Collection entries:
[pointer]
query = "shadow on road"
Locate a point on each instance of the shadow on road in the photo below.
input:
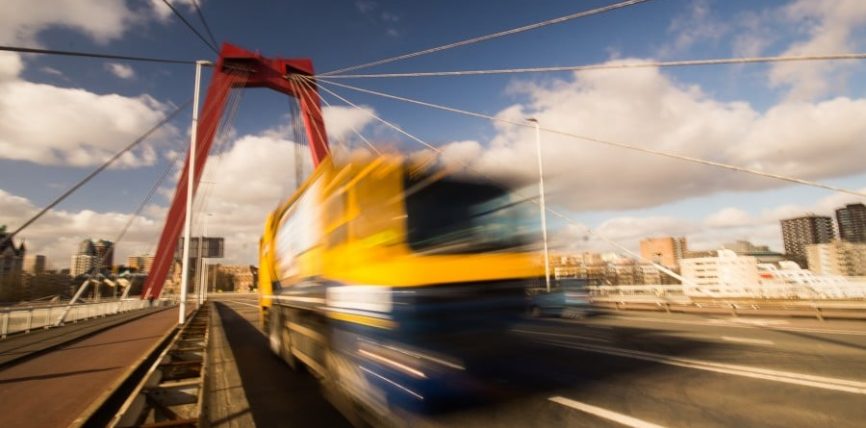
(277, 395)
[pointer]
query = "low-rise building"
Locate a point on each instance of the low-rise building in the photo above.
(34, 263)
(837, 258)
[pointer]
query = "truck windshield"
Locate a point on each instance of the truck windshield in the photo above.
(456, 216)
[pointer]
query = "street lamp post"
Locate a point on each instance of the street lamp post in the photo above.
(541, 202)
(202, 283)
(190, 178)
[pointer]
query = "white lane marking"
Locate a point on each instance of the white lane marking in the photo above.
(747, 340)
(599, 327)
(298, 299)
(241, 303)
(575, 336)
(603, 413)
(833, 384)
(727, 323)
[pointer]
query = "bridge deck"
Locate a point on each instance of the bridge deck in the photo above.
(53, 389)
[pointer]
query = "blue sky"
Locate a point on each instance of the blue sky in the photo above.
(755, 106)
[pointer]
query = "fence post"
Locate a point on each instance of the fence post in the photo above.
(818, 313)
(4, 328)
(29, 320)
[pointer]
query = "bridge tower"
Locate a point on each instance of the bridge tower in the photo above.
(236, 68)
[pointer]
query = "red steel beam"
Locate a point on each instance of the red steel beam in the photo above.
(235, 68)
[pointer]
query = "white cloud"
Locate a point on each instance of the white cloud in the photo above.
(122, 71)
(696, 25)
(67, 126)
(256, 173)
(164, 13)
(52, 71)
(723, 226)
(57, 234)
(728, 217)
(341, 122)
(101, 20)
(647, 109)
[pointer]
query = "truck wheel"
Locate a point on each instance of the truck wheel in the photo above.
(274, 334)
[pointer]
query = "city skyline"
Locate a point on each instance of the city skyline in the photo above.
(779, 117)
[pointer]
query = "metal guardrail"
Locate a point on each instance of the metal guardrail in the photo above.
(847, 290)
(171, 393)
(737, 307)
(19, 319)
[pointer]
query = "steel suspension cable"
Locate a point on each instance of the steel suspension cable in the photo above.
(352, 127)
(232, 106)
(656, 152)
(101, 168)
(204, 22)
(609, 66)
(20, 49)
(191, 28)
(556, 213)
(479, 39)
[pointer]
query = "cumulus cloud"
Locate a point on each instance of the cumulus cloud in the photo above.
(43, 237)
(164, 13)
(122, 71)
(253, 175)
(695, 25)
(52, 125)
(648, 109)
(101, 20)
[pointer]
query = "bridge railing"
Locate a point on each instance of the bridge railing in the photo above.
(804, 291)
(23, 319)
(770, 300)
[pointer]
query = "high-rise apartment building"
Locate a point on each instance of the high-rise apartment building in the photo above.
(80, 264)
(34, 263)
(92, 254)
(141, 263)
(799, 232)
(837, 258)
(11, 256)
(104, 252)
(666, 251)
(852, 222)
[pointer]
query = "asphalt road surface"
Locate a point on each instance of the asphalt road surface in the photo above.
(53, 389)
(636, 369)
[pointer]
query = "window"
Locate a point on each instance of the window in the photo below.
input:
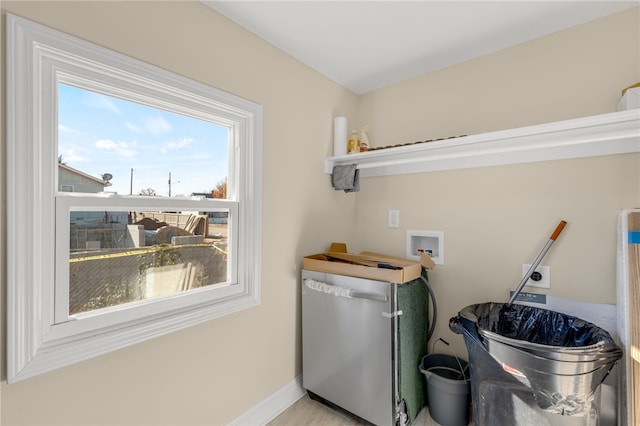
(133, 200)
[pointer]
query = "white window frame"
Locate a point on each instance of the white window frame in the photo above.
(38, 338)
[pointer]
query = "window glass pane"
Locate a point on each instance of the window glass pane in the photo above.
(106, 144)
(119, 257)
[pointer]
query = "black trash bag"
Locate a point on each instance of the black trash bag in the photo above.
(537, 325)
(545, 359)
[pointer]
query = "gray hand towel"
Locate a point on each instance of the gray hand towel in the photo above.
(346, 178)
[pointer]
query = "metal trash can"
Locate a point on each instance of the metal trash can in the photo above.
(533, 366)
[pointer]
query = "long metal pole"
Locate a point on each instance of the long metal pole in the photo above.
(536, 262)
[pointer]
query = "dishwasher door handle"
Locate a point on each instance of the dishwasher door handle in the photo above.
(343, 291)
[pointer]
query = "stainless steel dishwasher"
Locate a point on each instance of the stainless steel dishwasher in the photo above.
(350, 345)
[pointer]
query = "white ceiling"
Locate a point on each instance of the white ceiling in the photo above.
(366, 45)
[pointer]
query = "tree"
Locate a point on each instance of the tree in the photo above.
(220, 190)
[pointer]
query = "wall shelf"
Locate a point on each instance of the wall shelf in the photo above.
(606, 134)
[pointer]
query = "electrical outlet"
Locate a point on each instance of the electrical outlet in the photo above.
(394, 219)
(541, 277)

==

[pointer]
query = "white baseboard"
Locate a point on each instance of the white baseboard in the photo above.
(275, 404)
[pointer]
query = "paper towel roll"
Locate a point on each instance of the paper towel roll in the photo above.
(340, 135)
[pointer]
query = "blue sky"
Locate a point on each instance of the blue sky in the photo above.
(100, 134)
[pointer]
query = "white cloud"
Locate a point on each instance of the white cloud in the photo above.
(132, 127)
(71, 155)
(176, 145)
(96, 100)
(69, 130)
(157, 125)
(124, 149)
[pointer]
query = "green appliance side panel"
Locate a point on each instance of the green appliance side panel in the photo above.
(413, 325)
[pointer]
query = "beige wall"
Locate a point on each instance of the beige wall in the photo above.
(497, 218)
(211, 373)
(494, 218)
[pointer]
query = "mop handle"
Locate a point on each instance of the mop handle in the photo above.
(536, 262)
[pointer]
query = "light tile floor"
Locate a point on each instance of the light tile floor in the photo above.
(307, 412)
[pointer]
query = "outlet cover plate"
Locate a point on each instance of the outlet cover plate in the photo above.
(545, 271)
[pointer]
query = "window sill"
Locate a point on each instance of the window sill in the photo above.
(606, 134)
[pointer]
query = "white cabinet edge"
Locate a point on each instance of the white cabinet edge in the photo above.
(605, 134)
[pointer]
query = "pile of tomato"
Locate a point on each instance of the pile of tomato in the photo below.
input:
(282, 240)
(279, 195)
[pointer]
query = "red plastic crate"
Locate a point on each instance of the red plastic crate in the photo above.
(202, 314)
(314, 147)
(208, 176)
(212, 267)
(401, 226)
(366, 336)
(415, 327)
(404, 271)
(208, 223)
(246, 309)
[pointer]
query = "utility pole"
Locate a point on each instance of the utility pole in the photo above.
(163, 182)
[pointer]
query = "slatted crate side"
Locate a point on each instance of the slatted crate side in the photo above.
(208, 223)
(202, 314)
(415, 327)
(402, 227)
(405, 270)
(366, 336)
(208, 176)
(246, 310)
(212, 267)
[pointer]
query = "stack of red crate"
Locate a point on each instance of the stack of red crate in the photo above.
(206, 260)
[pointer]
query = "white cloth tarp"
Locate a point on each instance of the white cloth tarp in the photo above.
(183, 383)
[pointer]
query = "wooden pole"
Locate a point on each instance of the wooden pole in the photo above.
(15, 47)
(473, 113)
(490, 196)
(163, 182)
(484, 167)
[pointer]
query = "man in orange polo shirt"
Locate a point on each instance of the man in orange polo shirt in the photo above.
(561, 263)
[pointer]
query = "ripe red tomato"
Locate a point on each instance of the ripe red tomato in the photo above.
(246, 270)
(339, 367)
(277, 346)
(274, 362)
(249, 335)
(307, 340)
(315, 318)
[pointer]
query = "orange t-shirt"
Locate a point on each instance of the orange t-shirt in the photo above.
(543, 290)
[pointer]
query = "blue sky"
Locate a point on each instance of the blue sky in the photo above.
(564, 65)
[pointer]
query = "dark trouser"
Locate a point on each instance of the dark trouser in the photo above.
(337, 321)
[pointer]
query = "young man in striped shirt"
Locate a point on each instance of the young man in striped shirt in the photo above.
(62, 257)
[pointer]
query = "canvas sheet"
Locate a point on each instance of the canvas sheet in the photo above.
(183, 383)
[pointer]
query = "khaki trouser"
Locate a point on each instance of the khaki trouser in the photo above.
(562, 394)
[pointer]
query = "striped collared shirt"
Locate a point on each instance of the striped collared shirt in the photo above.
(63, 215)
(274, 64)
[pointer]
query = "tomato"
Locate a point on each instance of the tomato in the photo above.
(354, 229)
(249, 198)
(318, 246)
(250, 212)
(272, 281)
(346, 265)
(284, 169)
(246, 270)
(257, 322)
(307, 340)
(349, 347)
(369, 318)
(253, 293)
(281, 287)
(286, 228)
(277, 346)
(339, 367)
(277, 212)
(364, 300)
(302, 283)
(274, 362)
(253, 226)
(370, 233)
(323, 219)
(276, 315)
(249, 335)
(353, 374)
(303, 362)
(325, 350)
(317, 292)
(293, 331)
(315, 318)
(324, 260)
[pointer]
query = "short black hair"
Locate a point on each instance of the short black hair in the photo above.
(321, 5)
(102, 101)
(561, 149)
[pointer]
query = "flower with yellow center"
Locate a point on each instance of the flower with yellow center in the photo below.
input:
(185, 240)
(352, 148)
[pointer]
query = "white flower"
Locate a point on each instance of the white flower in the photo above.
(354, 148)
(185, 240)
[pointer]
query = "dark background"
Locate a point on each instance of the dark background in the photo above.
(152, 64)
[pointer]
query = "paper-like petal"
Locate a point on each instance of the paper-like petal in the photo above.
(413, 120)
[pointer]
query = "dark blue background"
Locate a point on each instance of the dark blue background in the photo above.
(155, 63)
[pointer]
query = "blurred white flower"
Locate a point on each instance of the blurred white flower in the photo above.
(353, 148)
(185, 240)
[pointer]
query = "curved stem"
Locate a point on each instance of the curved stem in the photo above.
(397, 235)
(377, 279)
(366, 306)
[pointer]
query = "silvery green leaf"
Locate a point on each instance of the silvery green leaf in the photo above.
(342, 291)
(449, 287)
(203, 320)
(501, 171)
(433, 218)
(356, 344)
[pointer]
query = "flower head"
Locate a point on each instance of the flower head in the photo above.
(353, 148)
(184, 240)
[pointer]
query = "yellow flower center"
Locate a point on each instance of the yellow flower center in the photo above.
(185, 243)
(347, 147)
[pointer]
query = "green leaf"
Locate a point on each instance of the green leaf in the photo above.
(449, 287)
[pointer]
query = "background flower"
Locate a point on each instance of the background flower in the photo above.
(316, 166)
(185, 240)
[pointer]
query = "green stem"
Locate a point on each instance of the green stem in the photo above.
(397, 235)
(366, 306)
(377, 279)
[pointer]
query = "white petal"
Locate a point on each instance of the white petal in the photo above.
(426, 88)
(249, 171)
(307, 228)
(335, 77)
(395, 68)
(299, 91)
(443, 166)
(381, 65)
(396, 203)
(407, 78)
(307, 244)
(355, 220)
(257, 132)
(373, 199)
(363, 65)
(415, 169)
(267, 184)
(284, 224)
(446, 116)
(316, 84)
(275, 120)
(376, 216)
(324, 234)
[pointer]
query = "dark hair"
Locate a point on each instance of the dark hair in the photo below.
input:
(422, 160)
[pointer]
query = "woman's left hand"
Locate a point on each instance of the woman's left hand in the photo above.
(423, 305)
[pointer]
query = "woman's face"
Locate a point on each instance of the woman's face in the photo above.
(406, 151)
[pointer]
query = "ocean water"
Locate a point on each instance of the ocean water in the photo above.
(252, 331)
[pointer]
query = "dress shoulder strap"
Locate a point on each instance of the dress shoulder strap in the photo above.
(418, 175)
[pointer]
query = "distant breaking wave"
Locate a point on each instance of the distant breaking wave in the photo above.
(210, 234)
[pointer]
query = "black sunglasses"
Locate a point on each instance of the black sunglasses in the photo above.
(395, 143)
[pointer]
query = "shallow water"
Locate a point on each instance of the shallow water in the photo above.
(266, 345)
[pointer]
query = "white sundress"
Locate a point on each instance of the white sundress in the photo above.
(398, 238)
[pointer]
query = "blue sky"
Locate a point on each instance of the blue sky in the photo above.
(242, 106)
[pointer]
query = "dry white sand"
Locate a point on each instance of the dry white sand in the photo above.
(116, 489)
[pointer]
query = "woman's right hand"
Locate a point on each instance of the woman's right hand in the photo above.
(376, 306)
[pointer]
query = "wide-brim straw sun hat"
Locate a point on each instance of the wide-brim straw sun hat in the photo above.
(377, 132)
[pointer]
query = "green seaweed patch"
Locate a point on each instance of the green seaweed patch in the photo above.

## Exercise requirements
Count the lines in the items above that contain the string "petal". Give only the number.

## Complete answer
4